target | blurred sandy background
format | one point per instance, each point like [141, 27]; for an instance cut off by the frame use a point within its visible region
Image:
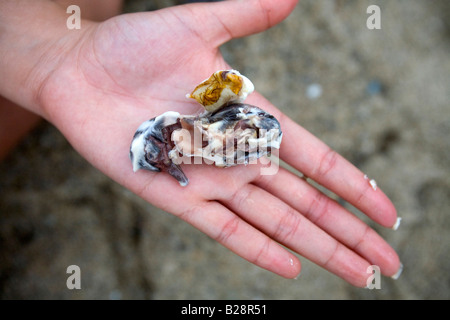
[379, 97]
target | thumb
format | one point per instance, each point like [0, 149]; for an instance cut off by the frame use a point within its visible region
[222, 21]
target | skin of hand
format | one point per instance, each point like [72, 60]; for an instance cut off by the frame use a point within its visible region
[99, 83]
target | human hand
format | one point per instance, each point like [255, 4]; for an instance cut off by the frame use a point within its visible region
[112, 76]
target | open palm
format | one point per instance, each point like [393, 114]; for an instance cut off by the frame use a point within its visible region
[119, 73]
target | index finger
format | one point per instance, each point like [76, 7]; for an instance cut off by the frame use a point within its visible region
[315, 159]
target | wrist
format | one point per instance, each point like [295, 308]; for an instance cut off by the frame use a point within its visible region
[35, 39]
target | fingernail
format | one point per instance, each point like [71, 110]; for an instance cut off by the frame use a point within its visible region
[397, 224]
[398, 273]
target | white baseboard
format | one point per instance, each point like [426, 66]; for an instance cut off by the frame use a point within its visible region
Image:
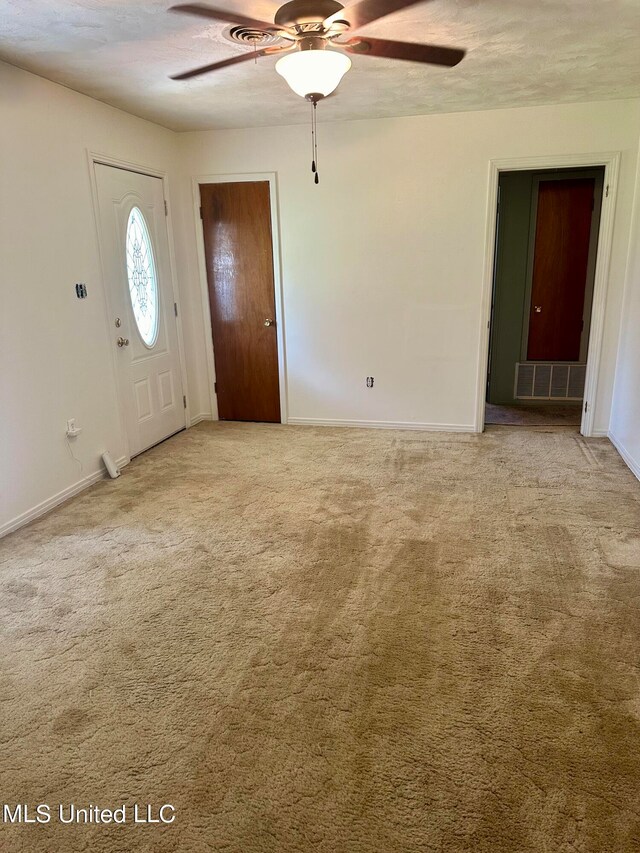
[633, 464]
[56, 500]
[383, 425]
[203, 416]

• • •

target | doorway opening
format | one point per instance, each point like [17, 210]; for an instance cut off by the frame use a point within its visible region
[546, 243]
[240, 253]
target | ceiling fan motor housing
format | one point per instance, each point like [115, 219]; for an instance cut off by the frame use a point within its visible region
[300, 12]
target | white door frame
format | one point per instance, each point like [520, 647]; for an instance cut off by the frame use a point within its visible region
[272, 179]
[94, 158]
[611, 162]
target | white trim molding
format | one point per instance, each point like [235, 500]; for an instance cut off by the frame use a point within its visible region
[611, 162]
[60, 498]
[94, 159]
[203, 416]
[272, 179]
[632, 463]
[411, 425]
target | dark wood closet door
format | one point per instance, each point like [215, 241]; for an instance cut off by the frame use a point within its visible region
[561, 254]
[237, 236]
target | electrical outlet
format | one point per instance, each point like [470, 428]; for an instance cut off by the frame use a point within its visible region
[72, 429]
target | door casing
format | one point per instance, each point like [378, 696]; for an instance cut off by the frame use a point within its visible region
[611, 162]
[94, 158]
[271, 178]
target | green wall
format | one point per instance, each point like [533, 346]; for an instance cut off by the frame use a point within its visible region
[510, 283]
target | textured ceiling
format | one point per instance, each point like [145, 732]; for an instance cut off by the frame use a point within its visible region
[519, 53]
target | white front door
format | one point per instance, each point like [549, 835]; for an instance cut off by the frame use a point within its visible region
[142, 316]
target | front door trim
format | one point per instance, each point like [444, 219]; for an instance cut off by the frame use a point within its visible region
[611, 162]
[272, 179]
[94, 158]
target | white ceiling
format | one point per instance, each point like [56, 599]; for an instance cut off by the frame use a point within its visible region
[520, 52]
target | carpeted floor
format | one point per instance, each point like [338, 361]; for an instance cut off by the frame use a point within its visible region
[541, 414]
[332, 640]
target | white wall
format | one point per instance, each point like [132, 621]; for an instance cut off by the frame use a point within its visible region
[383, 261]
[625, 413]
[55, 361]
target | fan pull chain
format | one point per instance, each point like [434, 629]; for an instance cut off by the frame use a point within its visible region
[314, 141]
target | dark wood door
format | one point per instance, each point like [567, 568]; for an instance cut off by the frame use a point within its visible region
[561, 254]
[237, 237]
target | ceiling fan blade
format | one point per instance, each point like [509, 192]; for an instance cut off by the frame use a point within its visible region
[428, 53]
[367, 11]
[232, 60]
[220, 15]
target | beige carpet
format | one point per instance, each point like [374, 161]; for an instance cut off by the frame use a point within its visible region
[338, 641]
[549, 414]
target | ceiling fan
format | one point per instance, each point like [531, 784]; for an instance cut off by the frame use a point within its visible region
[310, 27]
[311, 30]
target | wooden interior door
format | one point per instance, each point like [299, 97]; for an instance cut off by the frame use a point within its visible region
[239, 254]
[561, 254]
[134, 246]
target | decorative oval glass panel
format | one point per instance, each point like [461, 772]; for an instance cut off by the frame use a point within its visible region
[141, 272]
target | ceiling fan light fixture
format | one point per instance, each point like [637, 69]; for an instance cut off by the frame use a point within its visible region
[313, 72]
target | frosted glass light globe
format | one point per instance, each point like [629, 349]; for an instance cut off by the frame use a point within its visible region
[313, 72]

• • •

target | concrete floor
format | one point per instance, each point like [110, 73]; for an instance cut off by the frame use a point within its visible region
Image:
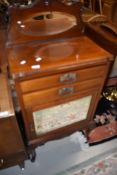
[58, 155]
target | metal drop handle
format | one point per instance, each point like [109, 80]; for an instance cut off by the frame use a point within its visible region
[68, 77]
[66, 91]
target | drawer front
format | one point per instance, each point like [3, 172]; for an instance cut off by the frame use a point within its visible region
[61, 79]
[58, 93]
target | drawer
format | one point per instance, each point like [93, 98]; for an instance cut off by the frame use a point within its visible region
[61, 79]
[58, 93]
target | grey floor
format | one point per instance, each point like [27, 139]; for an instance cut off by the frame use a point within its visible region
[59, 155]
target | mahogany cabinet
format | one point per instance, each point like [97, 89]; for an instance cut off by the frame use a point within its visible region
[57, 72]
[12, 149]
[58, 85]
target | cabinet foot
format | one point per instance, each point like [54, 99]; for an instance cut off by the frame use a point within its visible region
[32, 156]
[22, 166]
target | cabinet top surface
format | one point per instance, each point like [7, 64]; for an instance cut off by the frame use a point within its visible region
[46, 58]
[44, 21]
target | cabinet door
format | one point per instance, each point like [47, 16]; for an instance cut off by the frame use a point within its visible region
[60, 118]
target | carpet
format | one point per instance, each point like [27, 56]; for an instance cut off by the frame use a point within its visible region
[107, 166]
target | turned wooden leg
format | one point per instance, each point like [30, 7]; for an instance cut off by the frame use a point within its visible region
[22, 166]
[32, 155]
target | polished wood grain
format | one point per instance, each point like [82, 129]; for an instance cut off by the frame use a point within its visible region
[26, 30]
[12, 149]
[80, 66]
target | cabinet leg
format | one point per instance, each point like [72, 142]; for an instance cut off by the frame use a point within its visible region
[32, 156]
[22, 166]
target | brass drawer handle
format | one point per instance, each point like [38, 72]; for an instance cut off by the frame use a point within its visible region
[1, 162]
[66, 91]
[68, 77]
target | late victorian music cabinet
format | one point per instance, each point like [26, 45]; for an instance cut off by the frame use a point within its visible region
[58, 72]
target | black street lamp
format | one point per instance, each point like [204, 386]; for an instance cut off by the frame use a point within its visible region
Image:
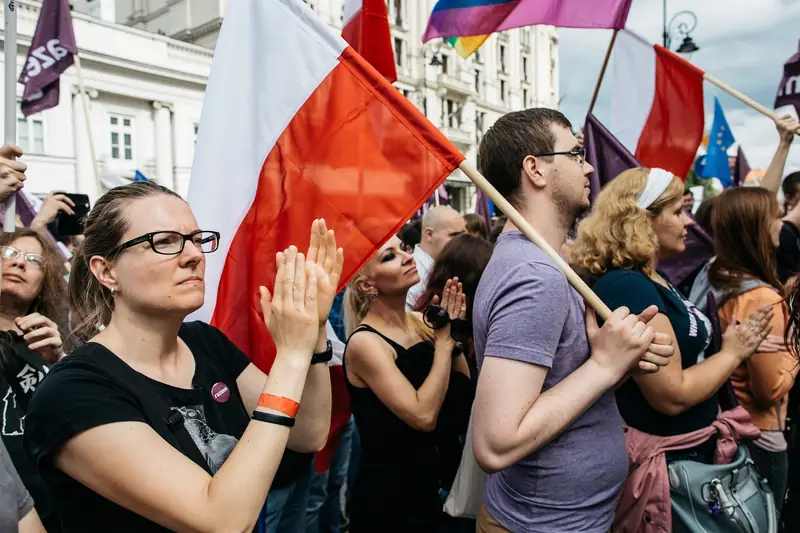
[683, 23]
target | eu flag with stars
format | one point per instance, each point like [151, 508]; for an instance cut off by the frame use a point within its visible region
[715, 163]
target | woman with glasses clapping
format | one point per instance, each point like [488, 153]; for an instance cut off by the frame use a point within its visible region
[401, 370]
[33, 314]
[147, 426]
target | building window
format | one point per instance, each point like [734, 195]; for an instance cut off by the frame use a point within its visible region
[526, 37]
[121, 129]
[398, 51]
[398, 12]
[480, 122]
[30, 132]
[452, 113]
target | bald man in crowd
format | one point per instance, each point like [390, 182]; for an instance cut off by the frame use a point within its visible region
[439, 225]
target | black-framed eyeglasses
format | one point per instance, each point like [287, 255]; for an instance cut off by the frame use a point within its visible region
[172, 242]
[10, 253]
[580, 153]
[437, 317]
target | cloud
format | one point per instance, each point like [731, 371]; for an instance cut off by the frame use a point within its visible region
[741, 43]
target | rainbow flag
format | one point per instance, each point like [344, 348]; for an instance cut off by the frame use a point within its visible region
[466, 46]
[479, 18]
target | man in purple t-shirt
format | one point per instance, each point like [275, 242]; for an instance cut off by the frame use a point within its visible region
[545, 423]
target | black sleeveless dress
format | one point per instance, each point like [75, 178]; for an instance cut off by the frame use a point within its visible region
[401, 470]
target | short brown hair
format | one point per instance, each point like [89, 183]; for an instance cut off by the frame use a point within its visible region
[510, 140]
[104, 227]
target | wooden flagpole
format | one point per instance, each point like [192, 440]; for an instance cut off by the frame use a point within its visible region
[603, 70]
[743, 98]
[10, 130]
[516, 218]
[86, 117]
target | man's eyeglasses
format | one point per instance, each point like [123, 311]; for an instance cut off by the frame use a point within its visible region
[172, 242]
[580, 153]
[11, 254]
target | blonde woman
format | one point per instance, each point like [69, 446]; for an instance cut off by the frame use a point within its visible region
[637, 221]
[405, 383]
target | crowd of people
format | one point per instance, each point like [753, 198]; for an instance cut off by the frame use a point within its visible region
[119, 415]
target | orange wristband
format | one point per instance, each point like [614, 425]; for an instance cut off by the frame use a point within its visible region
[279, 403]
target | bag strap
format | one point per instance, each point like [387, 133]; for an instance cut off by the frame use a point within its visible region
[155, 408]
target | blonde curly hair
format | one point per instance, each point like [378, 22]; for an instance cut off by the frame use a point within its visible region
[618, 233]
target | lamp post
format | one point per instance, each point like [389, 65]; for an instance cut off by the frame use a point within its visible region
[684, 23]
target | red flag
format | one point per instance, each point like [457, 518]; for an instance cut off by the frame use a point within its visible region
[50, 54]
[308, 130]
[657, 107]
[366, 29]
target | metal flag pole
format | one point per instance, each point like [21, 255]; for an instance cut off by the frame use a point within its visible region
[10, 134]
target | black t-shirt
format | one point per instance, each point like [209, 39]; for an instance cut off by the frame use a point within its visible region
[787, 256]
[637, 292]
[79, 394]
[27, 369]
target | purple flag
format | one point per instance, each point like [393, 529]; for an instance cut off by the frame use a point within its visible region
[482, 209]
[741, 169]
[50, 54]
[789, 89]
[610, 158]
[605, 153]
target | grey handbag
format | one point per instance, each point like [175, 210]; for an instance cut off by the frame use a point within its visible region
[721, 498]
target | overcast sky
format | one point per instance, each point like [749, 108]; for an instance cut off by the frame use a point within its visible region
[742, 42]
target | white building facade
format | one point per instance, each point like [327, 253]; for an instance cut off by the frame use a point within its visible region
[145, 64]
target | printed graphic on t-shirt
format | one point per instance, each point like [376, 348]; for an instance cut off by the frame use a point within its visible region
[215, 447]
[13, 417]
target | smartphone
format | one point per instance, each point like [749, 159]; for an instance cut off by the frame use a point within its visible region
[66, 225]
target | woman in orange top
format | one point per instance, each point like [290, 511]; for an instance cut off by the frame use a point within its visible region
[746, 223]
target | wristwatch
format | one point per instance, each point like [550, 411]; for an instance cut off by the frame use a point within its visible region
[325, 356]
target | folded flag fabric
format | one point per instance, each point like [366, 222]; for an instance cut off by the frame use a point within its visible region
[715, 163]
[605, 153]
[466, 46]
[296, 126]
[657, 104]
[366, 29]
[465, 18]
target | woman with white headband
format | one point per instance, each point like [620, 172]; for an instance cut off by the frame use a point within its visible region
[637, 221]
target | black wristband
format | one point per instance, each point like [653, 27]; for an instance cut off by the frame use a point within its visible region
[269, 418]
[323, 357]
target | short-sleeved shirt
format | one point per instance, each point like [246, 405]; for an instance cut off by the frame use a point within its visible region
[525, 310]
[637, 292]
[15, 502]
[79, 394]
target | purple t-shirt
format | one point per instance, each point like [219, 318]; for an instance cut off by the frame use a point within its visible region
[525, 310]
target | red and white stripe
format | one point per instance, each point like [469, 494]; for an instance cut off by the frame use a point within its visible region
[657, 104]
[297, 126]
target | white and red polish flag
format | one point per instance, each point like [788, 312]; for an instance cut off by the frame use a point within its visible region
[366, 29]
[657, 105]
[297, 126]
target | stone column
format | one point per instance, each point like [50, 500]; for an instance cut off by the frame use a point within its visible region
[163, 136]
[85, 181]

• • •

● Task statement
Would you output the lines above from the line holding "target | blurred sandy background" up to and including the line holding "target | white baseboard", exactly and only those, with no pictures?

● Result of the task
target | blurred sandy background
format | one point per instance, each point like [141, 27]; for an instance cut off by the frame use a point within its visible region
Image:
[379, 97]
target | thumb
format | one point per instance, each point like [0, 149]; for an instance cut off by the frame use a point within its visible region
[222, 21]
target | skin of hand
format | one point per instance, each point like [72, 60]; for an instance cut off by the frame use a point within its visible region
[99, 83]
target | human hand
format | one point per instance, each point like [255, 4]; for an instance cut off by the frame use a point within its visible region
[112, 76]
target | open palm
format | one point per instance, each point like [393, 114]; for an instance cut off by the frame use a point within its visible region
[119, 73]
target | index finger
format | one point per instance, each point like [76, 7]; for an instance cut off by the frame use a point within its visible region
[315, 159]
target | wrist
format | one point per instance, each point like [295, 308]; for an instance cut off by the frame use a point within its visible region
[35, 39]
target | fingernail
format | one point per instance, each point like [71, 110]; for an instance cut off by the frame use a point within its visible region
[397, 224]
[398, 273]
target | white baseboard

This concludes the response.